== Ejercicio propuesto 1 ==
Según el texto sobre progreso y educación, ¿a qué siglo pertenecerán por igual alumnos y profesores dentro de cincuenta años?

== Texto dado ==
■ ■ ■

EDUCACIÓN Y SENSATEZ

La educación, al menos desde que el gran pedagogo Sócrates intentara alcanzar la sabiduría provocando partos entre sus discípulos y detractores, siempre se ha producido por la interacción entre los seres humanos, por el encuentro del sabio con el ignorante, del instruido con el inculto, del versado con el iletrado, o, en resumen, del maestro con el alumno.

martes, 15 de noviembre de 2016

Progreso y educación



Sí, es cierto: nuestros alumnos son del siglo XXI y los profesores somos del siglo XX.  Pero dentro de cincuenta años, alumnos y profesores pertenecerán por igual al siglo XXI. Es una mera cuestión temporal. ¿Alguien es capaz de negar que la mentalidad de los alumnos será diferente a la de los profesores cuando alcancemos la mitad de siglo? Pero entonces, ya no tendremos esa excusa del cambio de siglo para justificar la creación de “nuevos paradigmas”, así que habrá que buscar otra. Porque, aproximadamente dentro de cien años, vendrá alguien y dirá: “Somos profesores del siglo XXI y nuestros alumnos pertenecen al siglo XXII, ¡hay que adaptarse a los tiempos!”. Y, posiblemente, volverán a construir los tabiques que tiramos durante este siglo, sólo para volver a tirarlos cien años después. Y así sucesivamente. Gracias a Dios, mientras algunos se dedican a innovar y superan sistemas obsoletos mientras dicen defender la educación, muchos otros siguen en la trinchera, enseñando y educando. Y muchas veces innovando de verdad, pero sin fardar de sus innovaciones, porque sus innovaciones están realmente al servicio de sus alumnos.

■ ■ ■

== Listado a procesar ==
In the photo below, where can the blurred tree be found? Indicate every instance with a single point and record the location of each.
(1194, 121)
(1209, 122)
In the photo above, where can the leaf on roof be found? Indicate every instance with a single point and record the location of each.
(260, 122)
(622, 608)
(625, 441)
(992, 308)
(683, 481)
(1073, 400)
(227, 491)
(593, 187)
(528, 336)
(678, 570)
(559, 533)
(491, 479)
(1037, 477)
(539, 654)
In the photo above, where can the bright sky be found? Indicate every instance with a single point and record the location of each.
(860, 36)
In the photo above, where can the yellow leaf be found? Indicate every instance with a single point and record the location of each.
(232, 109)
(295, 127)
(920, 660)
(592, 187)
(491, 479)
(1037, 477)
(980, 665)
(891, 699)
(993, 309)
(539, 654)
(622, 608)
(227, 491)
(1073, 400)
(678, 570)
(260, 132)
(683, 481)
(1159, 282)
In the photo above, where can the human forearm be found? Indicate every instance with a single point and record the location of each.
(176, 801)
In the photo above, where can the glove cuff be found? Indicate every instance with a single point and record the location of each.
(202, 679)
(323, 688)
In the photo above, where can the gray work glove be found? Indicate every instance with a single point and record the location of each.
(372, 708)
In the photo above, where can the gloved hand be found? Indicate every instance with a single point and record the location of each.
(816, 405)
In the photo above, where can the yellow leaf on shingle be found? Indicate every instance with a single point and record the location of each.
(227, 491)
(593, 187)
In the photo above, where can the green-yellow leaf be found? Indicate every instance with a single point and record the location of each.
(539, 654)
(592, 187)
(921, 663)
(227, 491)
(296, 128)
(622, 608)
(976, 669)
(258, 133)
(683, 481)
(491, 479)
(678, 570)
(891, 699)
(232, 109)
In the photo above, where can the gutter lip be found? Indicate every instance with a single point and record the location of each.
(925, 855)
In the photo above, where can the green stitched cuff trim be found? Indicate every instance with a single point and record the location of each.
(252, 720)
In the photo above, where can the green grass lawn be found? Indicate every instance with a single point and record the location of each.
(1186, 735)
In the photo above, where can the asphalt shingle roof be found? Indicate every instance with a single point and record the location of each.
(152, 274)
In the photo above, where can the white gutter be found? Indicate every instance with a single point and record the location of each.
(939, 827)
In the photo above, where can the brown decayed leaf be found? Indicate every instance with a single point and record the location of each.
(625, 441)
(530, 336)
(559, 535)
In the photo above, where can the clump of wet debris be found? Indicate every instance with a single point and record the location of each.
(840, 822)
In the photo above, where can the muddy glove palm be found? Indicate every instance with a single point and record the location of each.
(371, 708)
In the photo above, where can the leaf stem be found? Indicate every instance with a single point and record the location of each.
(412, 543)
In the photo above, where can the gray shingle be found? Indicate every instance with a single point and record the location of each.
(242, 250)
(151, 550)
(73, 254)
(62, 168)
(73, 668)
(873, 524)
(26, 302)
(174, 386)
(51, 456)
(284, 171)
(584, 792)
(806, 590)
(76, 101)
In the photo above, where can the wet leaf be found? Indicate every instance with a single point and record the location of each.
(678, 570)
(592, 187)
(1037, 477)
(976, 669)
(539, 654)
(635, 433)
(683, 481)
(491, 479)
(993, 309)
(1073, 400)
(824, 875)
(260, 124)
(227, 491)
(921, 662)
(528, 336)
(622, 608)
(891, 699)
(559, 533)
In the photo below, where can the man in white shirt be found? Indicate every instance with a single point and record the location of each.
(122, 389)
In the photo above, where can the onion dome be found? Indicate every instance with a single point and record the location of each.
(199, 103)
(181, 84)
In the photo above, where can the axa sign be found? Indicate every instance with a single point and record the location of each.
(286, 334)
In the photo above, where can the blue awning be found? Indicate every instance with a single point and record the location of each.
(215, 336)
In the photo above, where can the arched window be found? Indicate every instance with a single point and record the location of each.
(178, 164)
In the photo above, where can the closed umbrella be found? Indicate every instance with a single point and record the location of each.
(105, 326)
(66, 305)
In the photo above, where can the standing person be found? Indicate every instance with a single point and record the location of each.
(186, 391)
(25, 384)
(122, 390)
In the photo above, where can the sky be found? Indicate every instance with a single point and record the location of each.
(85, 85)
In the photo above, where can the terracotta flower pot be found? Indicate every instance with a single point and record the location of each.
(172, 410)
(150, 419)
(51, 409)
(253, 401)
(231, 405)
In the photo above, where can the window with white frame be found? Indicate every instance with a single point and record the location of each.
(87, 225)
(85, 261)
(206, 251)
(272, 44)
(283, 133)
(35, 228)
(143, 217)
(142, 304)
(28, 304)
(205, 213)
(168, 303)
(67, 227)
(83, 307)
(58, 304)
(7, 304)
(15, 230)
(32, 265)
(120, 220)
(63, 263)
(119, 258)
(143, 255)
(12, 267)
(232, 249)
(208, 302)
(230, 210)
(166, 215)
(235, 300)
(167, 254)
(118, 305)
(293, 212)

■ ■ ■

== Ejercicio propuesto 2 ==
Localiza en el listado cada línea que contenga la palabra "gray" y cópiala. Distingue entre mayúsculas y minúsculas.

== Resultado 1 ==
Al siglo XXI.

== Resultado 2 ==
In the photo above, where can the gray work glove be found? Indicate every instance with a single point and record the location of each.
In the photo above, where can the gray shingle be found? Indicate every instance with a single point and record the location of each.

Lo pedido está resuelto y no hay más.